What is required. Exactly the lines from the one with "search: dark visor" to the end of the data below should be set down, and no others.

* * * *

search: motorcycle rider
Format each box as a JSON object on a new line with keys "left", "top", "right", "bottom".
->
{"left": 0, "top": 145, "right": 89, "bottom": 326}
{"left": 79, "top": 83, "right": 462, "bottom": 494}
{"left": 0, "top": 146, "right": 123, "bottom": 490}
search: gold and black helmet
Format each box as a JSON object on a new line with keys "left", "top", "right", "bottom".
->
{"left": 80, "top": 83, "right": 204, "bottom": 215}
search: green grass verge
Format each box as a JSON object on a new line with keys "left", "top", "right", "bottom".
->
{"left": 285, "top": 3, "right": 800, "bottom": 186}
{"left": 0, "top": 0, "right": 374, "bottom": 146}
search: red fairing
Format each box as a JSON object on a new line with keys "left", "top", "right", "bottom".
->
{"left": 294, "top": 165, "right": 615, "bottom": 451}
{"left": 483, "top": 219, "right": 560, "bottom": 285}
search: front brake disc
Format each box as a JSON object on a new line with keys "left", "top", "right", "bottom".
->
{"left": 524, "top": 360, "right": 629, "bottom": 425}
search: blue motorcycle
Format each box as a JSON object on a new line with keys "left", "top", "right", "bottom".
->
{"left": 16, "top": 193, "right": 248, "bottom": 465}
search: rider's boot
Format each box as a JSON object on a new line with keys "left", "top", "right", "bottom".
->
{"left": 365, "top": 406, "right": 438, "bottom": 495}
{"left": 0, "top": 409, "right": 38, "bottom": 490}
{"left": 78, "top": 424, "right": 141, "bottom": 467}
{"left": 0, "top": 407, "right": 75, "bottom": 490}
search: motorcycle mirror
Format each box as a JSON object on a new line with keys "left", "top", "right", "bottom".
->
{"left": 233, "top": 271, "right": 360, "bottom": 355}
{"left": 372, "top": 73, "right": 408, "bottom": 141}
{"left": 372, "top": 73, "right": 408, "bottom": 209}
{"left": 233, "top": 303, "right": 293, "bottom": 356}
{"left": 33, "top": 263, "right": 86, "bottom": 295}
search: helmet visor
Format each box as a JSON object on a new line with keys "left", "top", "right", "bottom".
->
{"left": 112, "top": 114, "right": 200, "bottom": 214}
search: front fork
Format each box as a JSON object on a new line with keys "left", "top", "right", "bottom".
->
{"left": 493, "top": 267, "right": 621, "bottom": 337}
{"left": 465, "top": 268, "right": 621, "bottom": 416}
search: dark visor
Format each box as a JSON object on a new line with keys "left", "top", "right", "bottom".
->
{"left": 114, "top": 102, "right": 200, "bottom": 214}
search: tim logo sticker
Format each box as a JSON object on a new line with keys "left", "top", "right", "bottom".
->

* * * *

Task answer.
search: dark visor
Format each box as a JSON object on a new line with keys "left", "top", "right", "bottom".
->
{"left": 114, "top": 102, "right": 200, "bottom": 214}
search: tim logo sticker
Format each box as a JSON object on a new line with keys "left", "top", "right", "bottom".
->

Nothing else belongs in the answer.